BEGIN Record excerpts

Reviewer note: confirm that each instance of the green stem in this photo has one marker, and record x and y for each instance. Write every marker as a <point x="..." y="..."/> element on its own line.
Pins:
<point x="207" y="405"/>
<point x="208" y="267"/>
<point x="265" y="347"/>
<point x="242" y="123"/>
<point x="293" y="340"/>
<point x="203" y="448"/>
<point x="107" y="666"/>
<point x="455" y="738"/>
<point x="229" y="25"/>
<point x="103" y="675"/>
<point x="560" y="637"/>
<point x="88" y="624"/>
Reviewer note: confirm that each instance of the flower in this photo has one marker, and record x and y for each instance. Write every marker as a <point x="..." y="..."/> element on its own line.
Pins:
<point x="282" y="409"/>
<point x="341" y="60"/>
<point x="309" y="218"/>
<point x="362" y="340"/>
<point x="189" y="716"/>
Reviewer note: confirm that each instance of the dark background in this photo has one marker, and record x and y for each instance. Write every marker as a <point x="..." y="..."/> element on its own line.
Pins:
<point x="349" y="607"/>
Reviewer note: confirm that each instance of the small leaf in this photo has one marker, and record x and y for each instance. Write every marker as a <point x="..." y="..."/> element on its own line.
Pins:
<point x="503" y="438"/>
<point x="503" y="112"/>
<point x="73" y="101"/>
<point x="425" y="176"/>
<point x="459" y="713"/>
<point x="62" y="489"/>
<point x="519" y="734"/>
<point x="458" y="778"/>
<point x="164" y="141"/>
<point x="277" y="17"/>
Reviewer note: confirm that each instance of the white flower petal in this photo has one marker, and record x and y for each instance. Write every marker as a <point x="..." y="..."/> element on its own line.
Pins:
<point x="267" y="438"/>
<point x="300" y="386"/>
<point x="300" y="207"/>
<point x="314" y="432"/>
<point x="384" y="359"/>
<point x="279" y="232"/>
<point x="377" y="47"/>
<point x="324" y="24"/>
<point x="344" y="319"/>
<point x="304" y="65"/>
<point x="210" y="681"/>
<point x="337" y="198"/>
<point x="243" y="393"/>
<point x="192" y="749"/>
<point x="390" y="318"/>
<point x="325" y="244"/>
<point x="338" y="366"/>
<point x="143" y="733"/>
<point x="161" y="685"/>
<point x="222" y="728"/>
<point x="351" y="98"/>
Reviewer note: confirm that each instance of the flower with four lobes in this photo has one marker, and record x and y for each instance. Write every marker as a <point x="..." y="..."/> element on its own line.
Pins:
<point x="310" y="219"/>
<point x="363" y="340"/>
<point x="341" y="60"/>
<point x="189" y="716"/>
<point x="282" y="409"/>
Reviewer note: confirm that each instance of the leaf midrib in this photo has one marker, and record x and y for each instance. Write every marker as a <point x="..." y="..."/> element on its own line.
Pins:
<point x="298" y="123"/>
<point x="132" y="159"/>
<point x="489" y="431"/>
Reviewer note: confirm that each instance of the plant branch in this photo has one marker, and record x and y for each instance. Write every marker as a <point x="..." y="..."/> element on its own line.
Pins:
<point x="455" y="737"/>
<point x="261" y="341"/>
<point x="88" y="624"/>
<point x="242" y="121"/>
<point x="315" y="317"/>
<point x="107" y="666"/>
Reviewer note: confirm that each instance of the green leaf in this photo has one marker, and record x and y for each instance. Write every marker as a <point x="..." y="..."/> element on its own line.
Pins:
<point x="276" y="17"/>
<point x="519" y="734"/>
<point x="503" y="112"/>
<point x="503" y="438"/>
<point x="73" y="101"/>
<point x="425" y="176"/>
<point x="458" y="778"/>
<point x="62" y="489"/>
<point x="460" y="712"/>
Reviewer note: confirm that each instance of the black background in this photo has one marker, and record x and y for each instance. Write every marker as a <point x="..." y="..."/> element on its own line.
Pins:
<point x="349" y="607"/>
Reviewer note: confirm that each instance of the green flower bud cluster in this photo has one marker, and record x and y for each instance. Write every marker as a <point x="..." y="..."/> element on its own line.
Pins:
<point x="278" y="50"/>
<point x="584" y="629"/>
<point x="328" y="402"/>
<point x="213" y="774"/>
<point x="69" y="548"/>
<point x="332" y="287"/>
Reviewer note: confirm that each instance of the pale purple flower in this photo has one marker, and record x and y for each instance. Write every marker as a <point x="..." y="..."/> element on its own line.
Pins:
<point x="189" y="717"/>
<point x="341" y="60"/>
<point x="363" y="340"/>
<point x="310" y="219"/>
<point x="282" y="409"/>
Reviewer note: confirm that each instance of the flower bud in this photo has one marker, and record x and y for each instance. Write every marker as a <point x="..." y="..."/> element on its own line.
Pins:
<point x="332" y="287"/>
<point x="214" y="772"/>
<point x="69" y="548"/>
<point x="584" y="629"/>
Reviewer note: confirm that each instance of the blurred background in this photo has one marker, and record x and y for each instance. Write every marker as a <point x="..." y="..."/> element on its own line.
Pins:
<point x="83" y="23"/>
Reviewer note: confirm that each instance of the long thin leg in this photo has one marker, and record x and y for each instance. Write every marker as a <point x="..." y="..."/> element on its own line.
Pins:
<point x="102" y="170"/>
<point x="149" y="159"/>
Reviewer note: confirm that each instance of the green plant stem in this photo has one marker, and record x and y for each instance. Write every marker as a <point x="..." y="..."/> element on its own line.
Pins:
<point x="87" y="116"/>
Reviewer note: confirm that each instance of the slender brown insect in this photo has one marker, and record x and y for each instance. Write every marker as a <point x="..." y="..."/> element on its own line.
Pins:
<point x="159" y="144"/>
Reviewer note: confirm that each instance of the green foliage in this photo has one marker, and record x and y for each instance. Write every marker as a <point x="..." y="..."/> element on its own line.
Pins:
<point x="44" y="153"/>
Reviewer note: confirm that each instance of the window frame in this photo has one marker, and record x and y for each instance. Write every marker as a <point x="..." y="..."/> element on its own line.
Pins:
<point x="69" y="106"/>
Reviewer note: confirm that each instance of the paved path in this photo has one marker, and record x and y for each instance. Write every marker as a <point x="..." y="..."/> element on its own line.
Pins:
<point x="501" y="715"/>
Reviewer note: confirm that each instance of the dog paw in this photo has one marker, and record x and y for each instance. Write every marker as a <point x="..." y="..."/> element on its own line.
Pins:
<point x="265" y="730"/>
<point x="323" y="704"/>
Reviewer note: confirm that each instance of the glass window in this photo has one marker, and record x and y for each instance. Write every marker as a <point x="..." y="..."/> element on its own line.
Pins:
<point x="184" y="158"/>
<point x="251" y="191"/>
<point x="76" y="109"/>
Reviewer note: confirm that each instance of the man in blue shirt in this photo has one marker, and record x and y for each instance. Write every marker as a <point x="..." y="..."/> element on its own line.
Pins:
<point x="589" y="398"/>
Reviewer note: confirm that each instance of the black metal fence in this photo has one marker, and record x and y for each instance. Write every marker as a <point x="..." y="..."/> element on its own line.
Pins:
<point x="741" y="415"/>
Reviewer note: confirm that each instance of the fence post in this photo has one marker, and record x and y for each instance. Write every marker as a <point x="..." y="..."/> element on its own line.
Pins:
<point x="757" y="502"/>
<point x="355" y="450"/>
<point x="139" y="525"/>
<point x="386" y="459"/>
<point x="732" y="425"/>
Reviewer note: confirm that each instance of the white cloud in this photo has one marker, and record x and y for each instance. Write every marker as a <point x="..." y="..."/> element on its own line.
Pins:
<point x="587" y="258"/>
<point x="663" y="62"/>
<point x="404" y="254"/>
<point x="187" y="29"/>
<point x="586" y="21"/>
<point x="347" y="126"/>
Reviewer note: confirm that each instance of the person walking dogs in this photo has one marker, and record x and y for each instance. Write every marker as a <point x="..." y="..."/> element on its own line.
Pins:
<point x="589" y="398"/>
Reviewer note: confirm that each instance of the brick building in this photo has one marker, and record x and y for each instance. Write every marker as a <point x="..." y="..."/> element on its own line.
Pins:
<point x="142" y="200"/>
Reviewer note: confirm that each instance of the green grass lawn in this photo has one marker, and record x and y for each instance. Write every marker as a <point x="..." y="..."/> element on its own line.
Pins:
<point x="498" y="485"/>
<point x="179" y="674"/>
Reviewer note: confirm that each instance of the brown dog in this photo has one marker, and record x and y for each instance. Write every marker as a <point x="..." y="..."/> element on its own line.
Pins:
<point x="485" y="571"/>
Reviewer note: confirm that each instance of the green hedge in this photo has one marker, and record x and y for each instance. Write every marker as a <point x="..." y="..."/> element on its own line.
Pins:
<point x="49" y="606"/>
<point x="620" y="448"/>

END Record excerpts

▶ **Your instructions**
Search the entries above for "window". Show every line that has it.

▶ **Answer to the exercise**
Reviewer note: confirm that each instance of the window frame in this photo has one marker, and record x and y for each instance. Write every marker as a <point x="..." y="..."/> element on its own line.
Reviewer note: confirm that each instance of the glass window in this photo has one marker, and record x and y for each instance. Write every marker as a <point x="..." y="..."/> element on its own line.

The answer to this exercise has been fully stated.